>>

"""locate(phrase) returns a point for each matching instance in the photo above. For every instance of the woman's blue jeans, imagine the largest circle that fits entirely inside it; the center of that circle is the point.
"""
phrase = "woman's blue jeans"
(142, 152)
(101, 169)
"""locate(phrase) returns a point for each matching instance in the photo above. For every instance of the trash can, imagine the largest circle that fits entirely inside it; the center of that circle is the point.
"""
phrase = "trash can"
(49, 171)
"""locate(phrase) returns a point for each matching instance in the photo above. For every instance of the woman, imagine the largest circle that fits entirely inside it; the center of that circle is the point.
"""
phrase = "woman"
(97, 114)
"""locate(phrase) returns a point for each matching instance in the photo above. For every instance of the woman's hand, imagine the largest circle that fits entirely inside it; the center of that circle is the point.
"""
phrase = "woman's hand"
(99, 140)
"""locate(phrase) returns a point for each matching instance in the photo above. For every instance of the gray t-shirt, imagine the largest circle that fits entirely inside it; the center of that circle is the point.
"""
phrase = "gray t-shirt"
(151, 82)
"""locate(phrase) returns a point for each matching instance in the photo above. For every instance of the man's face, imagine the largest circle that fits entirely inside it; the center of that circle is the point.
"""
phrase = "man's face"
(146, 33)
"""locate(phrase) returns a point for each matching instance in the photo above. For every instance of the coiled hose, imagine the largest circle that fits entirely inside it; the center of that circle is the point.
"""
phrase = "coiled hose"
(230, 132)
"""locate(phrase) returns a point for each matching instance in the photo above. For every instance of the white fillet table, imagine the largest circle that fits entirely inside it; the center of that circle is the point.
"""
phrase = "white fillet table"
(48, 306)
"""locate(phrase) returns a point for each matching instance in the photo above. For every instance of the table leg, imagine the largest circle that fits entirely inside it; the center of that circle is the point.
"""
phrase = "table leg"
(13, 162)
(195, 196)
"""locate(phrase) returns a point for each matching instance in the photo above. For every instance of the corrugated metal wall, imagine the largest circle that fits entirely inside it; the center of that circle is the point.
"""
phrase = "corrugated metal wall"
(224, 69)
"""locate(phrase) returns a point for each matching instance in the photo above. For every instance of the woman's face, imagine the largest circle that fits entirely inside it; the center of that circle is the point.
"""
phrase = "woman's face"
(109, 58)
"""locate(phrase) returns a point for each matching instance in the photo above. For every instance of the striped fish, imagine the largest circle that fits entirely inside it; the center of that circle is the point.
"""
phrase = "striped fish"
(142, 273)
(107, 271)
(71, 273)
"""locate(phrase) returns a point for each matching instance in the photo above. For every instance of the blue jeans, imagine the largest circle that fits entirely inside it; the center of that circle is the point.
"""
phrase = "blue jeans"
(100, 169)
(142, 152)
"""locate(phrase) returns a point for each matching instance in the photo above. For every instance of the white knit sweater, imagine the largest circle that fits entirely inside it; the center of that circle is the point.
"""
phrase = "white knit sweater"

<<

**WRITTEN PROBLEM**:
Can you rewrite everything from the line containing "woman's face, imagine" down to the last line above, requests included, with each coordinate in the answers multiplied by 1.35 and rounded to a whole number, halves going up? Leave the numbers in the requests unchanged and give only those lines.

**SOLUTION FOR THIS PROBLEM**:
"""locate(phrase) returns a point for each matching instance in the photo above. For every instance of the woman's face, imagine the largest circle that fits entirely inside it; the center of that circle is the point.
"""
phrase = "woman's face"
(147, 78)
"""locate(phrase) returns a point for each matching instance in the photo above. For every instance of the striped fish, imagine the largest circle that fits entirely inside it; the center of that circle is the point.
"""
phrase = "striped fish"
(192, 369)
(144, 366)
(96, 369)
"""locate(phrase) returns a point for each matching instance in the photo above. For every instance of the blue jeans, imagine the largest circle that fits entirely inside it; the center of that circle is the point.
"""
phrase = "blue jeans"
(135, 228)
(192, 205)
"""locate(phrase) returns a point for each matching instance in the photo above. For every instance of the white knit sweater, imagine the largest circle that fits entirely inside it; the center of that circle is the point.
"""
phrase = "white knit sweater"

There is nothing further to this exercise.